▶ [Exercise requirements]
Beginning at the line containing "upper arm for player-tracking calibration.", output every line to the end of the data below exactly as it appears.

(Stored data entries)
==================================================

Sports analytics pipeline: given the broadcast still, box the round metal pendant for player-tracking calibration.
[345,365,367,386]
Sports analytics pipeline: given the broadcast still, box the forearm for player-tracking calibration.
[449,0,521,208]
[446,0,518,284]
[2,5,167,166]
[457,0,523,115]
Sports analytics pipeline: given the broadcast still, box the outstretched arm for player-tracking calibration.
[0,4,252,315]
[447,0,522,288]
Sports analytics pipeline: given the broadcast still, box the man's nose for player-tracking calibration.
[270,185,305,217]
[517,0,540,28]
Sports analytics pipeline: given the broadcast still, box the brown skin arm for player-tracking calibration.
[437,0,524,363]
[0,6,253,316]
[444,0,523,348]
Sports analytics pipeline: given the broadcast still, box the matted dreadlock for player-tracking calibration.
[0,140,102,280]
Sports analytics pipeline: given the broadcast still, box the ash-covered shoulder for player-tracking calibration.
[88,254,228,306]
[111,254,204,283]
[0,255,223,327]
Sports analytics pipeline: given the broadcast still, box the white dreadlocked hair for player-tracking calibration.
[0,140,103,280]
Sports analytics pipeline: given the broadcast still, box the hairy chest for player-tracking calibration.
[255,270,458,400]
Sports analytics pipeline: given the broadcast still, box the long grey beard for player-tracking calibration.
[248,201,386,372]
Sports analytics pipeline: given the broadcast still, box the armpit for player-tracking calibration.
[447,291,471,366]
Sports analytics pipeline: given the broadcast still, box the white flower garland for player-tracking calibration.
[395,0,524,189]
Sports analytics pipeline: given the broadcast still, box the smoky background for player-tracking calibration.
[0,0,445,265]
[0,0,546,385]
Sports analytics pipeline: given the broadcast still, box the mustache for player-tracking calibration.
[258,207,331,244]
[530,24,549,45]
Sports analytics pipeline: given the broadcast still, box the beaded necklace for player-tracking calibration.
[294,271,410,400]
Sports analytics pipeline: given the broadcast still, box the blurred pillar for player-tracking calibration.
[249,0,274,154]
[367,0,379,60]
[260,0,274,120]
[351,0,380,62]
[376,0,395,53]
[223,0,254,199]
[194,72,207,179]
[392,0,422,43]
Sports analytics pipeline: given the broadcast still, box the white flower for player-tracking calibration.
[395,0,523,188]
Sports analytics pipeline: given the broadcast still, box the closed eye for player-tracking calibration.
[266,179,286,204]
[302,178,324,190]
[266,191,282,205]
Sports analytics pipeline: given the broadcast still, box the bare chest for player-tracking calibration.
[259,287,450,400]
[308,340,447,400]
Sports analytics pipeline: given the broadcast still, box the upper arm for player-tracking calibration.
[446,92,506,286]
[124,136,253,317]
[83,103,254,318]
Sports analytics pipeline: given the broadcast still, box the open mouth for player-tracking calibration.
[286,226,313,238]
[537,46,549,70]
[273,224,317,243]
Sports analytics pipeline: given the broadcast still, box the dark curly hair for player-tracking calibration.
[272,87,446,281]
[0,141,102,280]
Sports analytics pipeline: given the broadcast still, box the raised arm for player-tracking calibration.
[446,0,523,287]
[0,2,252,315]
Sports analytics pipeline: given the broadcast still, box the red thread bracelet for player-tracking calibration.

==================================================

▶ [Response to the task]
Sports analytics pipeline: given the broadcast still, box the upper arm for player-tracking calibration.
[446,92,506,286]
[124,136,253,317]
[83,103,254,318]
Sports analytics pipeline: given the broadcast still, box the open mouth for player-tracking calibration.
[286,226,313,238]
[537,46,549,70]
[273,224,317,243]
Sports analytics pipeline: given the broadcast still, box the dark curly hair for player-tracking calibration.
[272,87,446,281]
[0,141,102,280]
Sports analytics pipeline: given the broadcast still, box the raised arm for player-tracking calibration.
[446,0,523,287]
[0,2,252,315]
Sports analytics pipeline: given the broadcast still, box the red thread bracelet for player-tracking calibration.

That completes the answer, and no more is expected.